COMPLETE LO SIGUIENTE
1 - Imprima el fragmento del texto sobre la reforma del FMI desde "En este contexto, el" hasta "número de votos.", ambos incluidos.
2 - Redacte lo que sigue al texto sobre la reforma del FMI, a partir de su última oración.

TEXTO DE LECTURA

· · · · · · ·

En este contexto, el debate sobre la necesidad de reformar la gobernanza interna del FMI para darle mayor legitimidad ha vuelto a ocupar un papel primordial. Así, la crisis ha dado una nueva oportunidad al Fondo, pero a largo plazo sólo podrá consolidar su ahora creciente posición de liderazgo si es capaz de abordar de forma eficaz y definitiva una ambiciosa y amplia reforma interna. La prueba de fuego para reformar la institución era (y sigue siendo) la modificación de sus cuotas, que determinan el número de votos.

La necesidad de avanzar en esta reforma para aumentar la legitimidad y la representatividad del FMI puede ilustrarse con una simple comparación. La suma de los PIB de Italia, los Países Bajos, Bélgica, Suecia y Suiza sumados como porcentaje del total mundial es menor que la suma de los PIB de China, la India, Brasil, Corea y México (8,1% contra 11,9% medido a tipos de cambio de mercado y 5,8% contra 20,1% si se mide en Paridad de Poder de Compra). Sin embargo, antes de la reforma de 2006 estos cinco países europeos tenían el 10,4% de los votos del FMI mientras que los cinco grandes emergentes sólo tenían el 8,2% (Bryant, 2008). Y como el crecimiento de las economías emergentes era superior al de las europeas (y tras la crisis lo está siendo todavía más) esta brecha, que de por sí es difícil de justificar, no hace más que aumentar.

· · · · · · ·

DATOS DE ORIGEN

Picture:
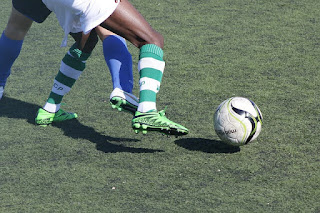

· · · · · · ·

RESULTADOS
1 -
En este contexto, el debate sobre la necesidad de reformar la gobernanza interna del FMI para darle mayor legitimidad ha vuelto a ocupar un papel primordial. Así, la crisis ha dado una nueva oportunidad al Fondo, pero a largo plazo sólo podrá consolidar su ahora creciente posición de liderazgo si es capaz de abordar de forma eficaz y definitiva una ambiciosa y amplia reforma interna. La prueba de fuego para reformar la institución era (y sigue siendo) la modificación de sus cuotas, que determinan el número de votos.

2 -
Cada vez que se plantea una reforma de las cuotas hay que debatir dos temas. Primero, una posible ampliación de las mismas, que se aprueba si se estima que el FMI necesita más recursos. Segundo, la distribución de dicha ampliación, que puede generar cambios en el equilibrio de poder interno ya que –al tratarse de un juego de suma cero– el aumento de los votos de un país significa la reducción del los votos de otro. En cualquier caso, cualquier cambio que genere ganadores y perdedores pasa por un cambio en la fórmula que se utiliza para determinar las cuotas y, además, debe de ser aprobado con un 85% de los votos, lo que implica que EEUU, que tiene el 17% de los votos, es el único país con poder de veto.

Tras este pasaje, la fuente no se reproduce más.